During the last years of his life Brother Warner’s time was devoted in greater proportion to writing than during the preceding years of more active ministerial work in the field. Possessing a weak physical constitution he aged rapidly and seemed elderly at fifty. Due to an earnest desire to accomplish much for the cause of God he had, however, a hope that the Lord would “satisfy him with long life,” as the Psalmist expresses it (Psalm 91:16). Whether he had any idea that his life might soon draw to a close, it is not known, but at any rate he felt prompted, after the few years he spent in evangelistic tours, to devote more of his time to writing on specific lines of truth. He wished in particular to write a book on prophetic subjects.

He spent the winter of 1891-92 mostly at home writing, but he was not altogether satisfied to be out of the field entirely. He desired in some manner to combine writing with field work.

We have been very desirous that God should manage this poor frail temple so as to get the most effectual service and highest degree of glory. That He has enabled us to preach the gospel for twenty-six years through constant weakness and many infirmities has been a marvel of divine grace and a miracle of divine power. Should anyone ask why He did not heal us up soundly, we answer: Many years ago as we cried to God to remove this thorn from our flesh, He taught us that He had weighty responsibilities to lay upon us, and that our afflictions would contribute to that humility and utter dependence upon God that were necessary to fill our calling; that in our weakness He would manifest His own power. So the Lord chose to display His power in upholding us in our afflictions rather than in utterly removing them. So with the apostle I “glory in my infirmities, that the power of Christ may rest upon me.”* (2 Corinthians 12:9)

* **Tasks to complete**
1. According to the passage about Brother Warner's final years, how did he spend the winter of 1891-92?
2. Extend the passage about Brother Warner's final years, picking up right after its last sentence.

[Records]

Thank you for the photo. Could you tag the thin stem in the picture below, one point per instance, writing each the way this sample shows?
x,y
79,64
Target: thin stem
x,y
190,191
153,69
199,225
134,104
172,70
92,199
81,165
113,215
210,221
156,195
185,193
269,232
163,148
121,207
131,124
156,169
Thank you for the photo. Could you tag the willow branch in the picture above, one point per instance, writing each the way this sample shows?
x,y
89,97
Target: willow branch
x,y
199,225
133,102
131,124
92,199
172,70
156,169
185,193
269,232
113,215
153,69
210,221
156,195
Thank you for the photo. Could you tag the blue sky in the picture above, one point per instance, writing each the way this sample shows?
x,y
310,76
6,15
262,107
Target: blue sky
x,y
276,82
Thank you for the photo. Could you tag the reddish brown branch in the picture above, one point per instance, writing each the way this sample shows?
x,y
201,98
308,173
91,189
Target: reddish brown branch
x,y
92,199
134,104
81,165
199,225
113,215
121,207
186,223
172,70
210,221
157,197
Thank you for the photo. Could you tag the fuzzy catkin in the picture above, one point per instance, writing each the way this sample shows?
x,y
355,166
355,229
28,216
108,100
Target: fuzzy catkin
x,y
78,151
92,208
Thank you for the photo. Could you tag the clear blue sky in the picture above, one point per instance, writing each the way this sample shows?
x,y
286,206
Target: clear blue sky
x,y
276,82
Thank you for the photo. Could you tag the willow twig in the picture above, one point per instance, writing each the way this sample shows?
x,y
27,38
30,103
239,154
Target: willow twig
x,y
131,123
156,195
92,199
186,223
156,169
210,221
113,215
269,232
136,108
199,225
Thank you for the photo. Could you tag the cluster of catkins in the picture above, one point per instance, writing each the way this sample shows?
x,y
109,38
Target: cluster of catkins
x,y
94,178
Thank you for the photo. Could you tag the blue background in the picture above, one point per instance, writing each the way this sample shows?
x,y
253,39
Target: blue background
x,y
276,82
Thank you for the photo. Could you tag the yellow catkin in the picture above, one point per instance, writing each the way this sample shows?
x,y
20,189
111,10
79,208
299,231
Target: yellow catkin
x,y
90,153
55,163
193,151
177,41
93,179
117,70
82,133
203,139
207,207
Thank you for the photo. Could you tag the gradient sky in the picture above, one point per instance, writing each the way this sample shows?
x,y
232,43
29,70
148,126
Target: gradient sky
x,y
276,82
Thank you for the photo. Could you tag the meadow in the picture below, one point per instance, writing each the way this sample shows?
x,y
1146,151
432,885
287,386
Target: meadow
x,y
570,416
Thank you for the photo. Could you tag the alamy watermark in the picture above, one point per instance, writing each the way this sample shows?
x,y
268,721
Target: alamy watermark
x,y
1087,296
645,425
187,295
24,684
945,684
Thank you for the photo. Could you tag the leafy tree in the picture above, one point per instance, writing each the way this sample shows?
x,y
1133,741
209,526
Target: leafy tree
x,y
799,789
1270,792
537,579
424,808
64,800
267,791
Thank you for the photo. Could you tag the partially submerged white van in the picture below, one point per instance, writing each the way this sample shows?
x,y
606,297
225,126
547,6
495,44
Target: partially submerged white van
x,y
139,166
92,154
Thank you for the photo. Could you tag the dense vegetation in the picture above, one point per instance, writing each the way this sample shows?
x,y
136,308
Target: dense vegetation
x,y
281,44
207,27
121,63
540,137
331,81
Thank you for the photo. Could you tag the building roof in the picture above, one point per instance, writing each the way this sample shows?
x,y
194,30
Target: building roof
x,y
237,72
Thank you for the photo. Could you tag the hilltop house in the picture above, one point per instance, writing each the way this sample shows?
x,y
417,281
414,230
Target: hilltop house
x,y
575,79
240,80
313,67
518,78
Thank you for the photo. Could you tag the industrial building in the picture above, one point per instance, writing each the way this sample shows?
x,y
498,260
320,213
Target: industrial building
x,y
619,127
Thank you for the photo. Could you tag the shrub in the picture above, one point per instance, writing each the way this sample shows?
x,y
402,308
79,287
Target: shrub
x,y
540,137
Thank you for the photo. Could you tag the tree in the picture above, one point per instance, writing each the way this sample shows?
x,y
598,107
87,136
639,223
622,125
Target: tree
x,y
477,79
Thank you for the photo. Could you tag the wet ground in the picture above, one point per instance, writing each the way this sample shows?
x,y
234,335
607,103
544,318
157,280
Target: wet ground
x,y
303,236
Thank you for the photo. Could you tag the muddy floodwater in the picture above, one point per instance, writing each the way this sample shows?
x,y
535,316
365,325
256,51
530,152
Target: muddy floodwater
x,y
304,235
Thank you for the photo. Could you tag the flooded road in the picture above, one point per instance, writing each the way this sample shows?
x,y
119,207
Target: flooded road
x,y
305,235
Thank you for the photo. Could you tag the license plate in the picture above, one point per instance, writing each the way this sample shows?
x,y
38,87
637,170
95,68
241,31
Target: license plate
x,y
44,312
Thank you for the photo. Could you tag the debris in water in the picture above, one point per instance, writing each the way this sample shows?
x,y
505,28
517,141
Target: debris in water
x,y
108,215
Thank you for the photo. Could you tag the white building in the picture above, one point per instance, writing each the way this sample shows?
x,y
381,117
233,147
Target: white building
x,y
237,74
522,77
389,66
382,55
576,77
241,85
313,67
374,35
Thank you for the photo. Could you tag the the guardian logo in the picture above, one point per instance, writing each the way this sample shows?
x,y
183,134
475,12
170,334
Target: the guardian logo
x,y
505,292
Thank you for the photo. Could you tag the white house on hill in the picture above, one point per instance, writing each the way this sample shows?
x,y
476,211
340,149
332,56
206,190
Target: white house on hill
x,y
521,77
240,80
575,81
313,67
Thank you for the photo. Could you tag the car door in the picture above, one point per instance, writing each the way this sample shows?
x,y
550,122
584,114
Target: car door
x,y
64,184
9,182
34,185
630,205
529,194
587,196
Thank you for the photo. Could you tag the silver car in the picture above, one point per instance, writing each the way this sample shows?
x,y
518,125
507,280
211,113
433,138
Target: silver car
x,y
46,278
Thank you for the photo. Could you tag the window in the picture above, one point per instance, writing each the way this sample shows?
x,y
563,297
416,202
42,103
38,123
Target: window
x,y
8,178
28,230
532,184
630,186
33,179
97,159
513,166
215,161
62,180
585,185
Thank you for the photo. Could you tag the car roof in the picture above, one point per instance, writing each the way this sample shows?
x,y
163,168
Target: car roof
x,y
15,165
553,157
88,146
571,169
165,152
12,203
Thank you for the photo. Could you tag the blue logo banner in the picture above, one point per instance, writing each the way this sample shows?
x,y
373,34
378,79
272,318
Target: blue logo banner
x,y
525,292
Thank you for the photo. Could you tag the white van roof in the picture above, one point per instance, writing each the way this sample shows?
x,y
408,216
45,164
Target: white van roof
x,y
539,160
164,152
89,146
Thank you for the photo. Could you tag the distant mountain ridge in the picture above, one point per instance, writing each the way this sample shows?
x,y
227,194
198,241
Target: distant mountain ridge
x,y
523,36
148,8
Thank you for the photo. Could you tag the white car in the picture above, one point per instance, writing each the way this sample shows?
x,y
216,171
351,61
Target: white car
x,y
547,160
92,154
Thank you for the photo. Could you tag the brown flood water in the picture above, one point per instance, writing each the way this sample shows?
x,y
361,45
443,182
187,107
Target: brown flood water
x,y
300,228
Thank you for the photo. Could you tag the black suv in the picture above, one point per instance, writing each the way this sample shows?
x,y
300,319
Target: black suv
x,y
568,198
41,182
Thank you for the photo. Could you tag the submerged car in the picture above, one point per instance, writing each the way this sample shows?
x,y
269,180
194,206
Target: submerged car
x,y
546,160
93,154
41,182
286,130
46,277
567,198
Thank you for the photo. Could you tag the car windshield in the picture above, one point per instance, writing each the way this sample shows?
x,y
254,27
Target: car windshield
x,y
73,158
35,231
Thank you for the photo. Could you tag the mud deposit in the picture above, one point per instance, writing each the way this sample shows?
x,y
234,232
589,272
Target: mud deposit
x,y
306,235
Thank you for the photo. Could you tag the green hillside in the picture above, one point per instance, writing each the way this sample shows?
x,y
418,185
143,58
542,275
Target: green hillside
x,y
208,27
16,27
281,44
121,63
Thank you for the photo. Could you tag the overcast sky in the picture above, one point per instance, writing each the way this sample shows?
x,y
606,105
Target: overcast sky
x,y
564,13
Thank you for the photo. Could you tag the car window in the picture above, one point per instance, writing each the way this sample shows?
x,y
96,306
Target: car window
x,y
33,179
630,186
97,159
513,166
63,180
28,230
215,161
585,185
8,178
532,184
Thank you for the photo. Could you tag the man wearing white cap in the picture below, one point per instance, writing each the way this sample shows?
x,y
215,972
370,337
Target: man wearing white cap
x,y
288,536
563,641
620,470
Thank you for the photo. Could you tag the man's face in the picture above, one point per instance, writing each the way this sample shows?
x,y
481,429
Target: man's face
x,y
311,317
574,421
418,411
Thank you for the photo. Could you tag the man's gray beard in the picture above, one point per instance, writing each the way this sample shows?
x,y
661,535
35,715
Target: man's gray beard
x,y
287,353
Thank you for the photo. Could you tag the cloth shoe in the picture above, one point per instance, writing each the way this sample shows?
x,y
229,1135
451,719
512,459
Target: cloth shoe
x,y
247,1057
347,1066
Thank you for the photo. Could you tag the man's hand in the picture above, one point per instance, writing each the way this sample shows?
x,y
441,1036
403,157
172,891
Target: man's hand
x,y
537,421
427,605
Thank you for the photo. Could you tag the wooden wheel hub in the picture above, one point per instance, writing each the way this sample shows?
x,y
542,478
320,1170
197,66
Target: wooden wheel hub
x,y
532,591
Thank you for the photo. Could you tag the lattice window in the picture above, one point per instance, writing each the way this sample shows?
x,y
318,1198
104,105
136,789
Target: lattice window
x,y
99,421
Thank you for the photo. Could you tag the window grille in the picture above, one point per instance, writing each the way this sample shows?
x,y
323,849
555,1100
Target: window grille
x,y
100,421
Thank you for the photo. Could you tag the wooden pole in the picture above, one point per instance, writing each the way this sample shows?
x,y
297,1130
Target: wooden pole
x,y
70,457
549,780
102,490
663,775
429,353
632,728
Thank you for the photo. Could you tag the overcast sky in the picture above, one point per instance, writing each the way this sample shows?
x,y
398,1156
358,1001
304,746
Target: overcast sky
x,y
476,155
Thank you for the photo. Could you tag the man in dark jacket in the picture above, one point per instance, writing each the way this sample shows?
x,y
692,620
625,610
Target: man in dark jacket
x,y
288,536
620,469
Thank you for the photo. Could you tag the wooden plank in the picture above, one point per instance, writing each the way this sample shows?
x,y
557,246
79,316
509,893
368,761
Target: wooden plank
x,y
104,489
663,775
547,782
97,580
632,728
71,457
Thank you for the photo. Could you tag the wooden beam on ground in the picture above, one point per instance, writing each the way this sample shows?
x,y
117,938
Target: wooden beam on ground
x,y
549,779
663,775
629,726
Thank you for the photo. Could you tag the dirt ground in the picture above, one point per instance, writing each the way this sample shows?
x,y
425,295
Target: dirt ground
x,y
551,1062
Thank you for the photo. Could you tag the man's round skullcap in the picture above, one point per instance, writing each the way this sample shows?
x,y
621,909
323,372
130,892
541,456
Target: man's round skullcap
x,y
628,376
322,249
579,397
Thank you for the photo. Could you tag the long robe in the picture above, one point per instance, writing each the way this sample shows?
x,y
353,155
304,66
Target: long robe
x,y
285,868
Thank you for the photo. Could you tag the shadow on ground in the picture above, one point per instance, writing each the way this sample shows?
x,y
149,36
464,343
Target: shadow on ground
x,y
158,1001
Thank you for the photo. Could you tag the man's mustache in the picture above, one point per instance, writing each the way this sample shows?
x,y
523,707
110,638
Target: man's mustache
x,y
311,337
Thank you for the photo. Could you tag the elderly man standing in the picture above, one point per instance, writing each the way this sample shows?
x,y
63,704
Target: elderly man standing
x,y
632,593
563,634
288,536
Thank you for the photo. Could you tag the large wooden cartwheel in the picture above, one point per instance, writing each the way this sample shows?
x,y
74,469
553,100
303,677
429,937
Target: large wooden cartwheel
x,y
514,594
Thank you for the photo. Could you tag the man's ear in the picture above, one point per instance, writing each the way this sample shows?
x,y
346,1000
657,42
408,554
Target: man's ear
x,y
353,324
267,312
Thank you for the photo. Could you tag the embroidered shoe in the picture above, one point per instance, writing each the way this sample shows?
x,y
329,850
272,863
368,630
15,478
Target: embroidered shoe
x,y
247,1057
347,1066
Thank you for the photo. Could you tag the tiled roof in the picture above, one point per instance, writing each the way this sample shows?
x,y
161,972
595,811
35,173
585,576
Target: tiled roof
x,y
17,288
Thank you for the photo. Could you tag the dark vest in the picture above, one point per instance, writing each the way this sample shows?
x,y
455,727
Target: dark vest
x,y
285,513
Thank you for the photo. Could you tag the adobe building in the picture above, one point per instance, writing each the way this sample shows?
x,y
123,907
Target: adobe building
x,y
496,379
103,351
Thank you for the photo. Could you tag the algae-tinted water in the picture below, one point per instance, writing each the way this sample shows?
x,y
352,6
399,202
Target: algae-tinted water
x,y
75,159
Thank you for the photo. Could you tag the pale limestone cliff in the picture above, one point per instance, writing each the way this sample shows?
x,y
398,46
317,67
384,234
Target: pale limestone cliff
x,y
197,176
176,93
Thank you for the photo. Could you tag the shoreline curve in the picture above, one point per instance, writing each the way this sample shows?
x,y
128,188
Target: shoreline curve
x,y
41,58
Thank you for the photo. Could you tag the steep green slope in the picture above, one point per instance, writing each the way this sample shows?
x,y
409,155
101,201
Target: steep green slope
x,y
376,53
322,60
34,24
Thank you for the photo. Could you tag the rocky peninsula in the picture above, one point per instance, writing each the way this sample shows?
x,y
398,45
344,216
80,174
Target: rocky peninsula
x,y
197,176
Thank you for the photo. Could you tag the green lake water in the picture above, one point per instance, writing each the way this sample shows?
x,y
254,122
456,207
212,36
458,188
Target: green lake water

* **Results of the exercise**
1. He spent it mostly at home writing.

2.
Of late years our experience has been something like this: When out in the gospel field and spending our time between meetings chiefly in conversation with the dear brethren, who are always eager to talk about the good Lord and His dealings, an uneasiness would arise in our heart, a conviction that could we be away quietly with the Lord writing the precious things he has given us to set forth, time would be better used and God more glorified. These feelings created a longing to retire to our editorial sanctuary.

But remaining at home this winter, our mind has not yet been exactly satisfied, owing to the many earnest calls to the field. Last fall in Wooster, Ohio, we were kindly provided with a room to ourself. It being only a few moments walk from the hall, we could retire in good time, arise about three in the morning, have a good long time to wait before God, and yet get an early start to work. During that time the Lord blessed us in preaching daily, and we got more writing done, it seems to us, than if at home. Ever since, that arrangement has appeared to my mind as the best possible plan for effectual service to God. Since the Spirit seems to stir our heart to go forth and preach the word and at the same time requires our time uninterrupted by surrounding company and conversation, except when we can be a special help to some soul, we can see no way but to labor chiefly in towns and cities and have a retired place to spend the intervals between meetings before the Lord. This will enable us to make the best use of our time and also avoid the exposure and fatigue of going about from place to place. God knows it is not because we are not willing to endure hardness as a good soldier of Jesus Christ, but only for the glory of God, that we may do more good in this short life.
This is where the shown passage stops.